Top of PROVIDED DATA

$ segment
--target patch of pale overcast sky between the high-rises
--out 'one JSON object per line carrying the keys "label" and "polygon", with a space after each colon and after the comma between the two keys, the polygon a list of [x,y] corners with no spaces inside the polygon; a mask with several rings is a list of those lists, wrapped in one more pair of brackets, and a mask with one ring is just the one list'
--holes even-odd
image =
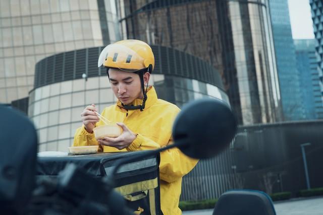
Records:
{"label": "patch of pale overcast sky between the high-rises", "polygon": [[288,0],[293,39],[313,39],[309,0]]}

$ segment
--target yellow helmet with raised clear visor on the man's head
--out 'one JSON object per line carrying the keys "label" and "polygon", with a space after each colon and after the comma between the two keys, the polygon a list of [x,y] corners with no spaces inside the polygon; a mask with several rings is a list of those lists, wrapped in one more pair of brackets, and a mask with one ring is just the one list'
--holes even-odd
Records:
{"label": "yellow helmet with raised clear visor on the man's head", "polygon": [[121,40],[107,45],[99,56],[97,66],[124,71],[138,71],[147,68],[152,72],[155,59],[150,46],[141,40]]}

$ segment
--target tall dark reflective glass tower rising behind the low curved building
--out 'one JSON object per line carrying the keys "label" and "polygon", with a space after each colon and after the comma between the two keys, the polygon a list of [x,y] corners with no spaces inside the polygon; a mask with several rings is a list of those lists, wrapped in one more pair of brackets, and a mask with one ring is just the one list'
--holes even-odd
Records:
{"label": "tall dark reflective glass tower rising behind the low curved building", "polygon": [[[281,119],[266,1],[117,1],[122,37],[210,62],[240,124]],[[176,69],[171,65],[169,69]]]}

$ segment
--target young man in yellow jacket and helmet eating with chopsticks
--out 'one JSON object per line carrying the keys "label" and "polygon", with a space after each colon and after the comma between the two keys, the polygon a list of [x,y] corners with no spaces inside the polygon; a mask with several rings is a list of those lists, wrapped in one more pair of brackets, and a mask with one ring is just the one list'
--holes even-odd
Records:
{"label": "young man in yellow jacket and helmet eating with chopsticks", "polygon": [[[103,152],[119,152],[154,150],[172,144],[172,126],[180,109],[158,99],[155,89],[148,87],[154,67],[150,46],[139,40],[116,42],[102,50],[98,66],[102,64],[118,102],[104,108],[101,115],[120,125],[123,133],[96,140],[93,128],[104,123],[92,104],[81,114],[83,126],[77,129],[73,146],[101,145]],[[178,207],[182,177],[196,163],[177,148],[160,153],[160,203],[164,214],[182,213]]]}

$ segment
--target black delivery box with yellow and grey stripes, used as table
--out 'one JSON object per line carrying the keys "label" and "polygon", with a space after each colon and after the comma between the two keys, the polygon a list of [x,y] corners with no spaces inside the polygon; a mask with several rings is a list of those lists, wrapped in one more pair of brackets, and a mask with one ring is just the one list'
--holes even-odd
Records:
{"label": "black delivery box with yellow and grey stripes, used as table", "polygon": [[[56,177],[68,163],[76,164],[93,177],[110,175],[117,160],[139,152],[99,153],[78,156],[37,157],[37,177]],[[159,153],[121,166],[116,178],[116,190],[127,200],[136,214],[163,214],[160,210]]]}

Bottom of PROVIDED DATA

» **YOUR GOAL**:
Give again, please, precisely the lines that begin the records and run through the line with "--target young man" in it, keeping both end lines and dropping any pictures.

» **SOLUTION FOR THIS TASK**:
$ segment
--target patch of pale overcast sky between the high-rises
--out 'one JSON object per line carrying the keys "label" and "polygon", with a space after each colon and after the comma between the two keys, the polygon a list of [x,y] corners with no spaces inside the polygon; a mask with several rings is a list of those lists, wrapped in one more pair of brackets, and a mask with one ring is just the one list'
--holes even-odd
image =
Records:
{"label": "patch of pale overcast sky between the high-rises", "polygon": [[288,0],[293,39],[313,39],[309,0]]}

$ segment
--target yellow helmet with raised clear visor on the man's head
--out 'one JSON object per line carrying the keys "label" and "polygon", with a space after each colon and after the comma between the two keys, the polygon a list of [x,y] corners with no spaces inside the polygon; a mask with several rings is a list of those lists, wrapped in one more pair of brackets, and a mask with one ring is just the one list'
--holes even-odd
Records:
{"label": "yellow helmet with raised clear visor on the man's head", "polygon": [[121,40],[107,45],[99,56],[97,66],[124,71],[138,71],[147,68],[152,72],[155,59],[150,46],[141,40]]}

$ segment
--target tall dark reflective glass tower rising behind the low curved building
--out 'one JSON object per line carrying the keys "label" and "polygon", with a space after each colon and after the comma between the two keys, the polygon a list of [x,y] corners with no spaces inside the polygon; a mask with several rings is a list of those lists, wrapped in one more pair of brackets, and a mask with one ring is just the one list'
--holes even-odd
Records:
{"label": "tall dark reflective glass tower rising behind the low curved building", "polygon": [[[281,119],[266,1],[117,1],[122,37],[210,62],[240,124]],[[176,69],[171,65],[169,69]]]}

$ segment
--target young man in yellow jacket and helmet eating with chopsticks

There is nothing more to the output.